-- TO DO --
Every entry needs to be written out again exactly, with its pictures removed.

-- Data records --
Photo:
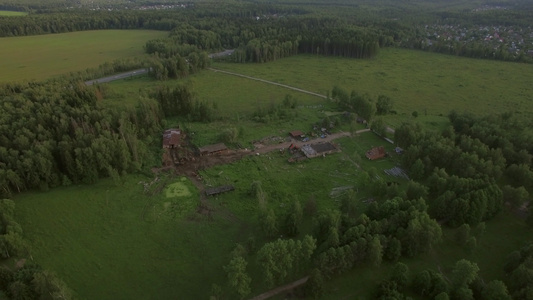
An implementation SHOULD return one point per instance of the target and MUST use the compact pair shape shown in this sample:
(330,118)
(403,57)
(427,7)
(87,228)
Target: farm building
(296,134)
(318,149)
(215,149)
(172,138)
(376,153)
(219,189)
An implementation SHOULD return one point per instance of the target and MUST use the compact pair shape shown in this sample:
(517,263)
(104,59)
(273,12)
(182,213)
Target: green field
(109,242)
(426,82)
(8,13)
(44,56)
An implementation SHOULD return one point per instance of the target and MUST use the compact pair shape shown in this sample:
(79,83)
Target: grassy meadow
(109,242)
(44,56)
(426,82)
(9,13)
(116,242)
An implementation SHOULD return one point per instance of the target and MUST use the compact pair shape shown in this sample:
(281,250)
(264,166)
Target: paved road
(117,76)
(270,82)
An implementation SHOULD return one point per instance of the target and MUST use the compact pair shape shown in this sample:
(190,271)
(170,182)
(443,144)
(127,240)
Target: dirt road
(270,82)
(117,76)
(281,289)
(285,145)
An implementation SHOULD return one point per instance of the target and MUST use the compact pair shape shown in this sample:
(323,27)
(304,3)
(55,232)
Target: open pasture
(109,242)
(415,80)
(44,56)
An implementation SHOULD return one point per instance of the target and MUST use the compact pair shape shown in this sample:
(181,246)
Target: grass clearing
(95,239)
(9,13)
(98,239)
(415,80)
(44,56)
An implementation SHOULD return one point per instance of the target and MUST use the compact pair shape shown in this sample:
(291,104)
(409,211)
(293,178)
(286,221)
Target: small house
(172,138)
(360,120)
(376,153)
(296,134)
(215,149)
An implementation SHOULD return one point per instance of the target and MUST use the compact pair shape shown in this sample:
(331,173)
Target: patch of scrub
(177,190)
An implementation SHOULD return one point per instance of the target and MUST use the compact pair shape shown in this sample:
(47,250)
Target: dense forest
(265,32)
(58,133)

-- TASK OUTPUT --
Photo:
An implementation SHOULD return one point per instance of the target and MUST use the compact pair shape shown in this sample:
(330,118)
(403,57)
(427,7)
(87,228)
Target: farm building
(296,134)
(318,149)
(215,149)
(172,138)
(376,153)
(219,189)
An implementation SHOULD return one point per instance of the target and MUST use the compact pair shape shown in this sample:
(517,263)
(104,59)
(273,12)
(182,213)
Target: green field
(109,242)
(426,82)
(8,13)
(44,56)
An implementation SHOULD return one point per instance of the target and MUST use the compact pair shape shown in this sample:
(79,83)
Target: grassy meadow
(109,242)
(44,56)
(426,82)
(9,13)
(116,242)
An implementation SHOULD return one point per instance of the target and MUST use the compact pair shape shown in this sample:
(281,250)
(264,166)
Target: paved road
(117,76)
(270,82)
An implementation SHOULD return one point per instance of the target and MUST use the compact pair shape shown in this sample:
(190,271)
(170,182)
(443,144)
(127,240)
Target: dirt road
(270,82)
(117,76)
(281,289)
(285,145)
An implementation SHOULD return one point per instance of the target and MUST use the compact pair shape shown in this sample:
(323,27)
(304,3)
(55,232)
Target: open pasture
(109,242)
(415,80)
(44,56)
An implementation SHOULD return one point per instance of the target and MUST use the compact pair shape shown in this sample:
(181,246)
Target: grass clearing
(95,239)
(9,13)
(98,239)
(415,80)
(44,56)
An implementation SHOULD return one point per instance of the target and MUST use the compact pair shape shown in this sample:
(291,104)
(409,211)
(293,178)
(286,221)
Target: small house
(172,138)
(360,120)
(376,153)
(296,134)
(215,149)
An implementation SHOULD return one point per instance of the target and MUST use the compact pair shape shown in this sample:
(331,173)
Target: patch of scrub
(177,190)
An implementation SHOULD return one point per instance of the target and MUST use the compact pair shape shown in this sample:
(47,250)
Target: dense forest
(265,32)
(58,133)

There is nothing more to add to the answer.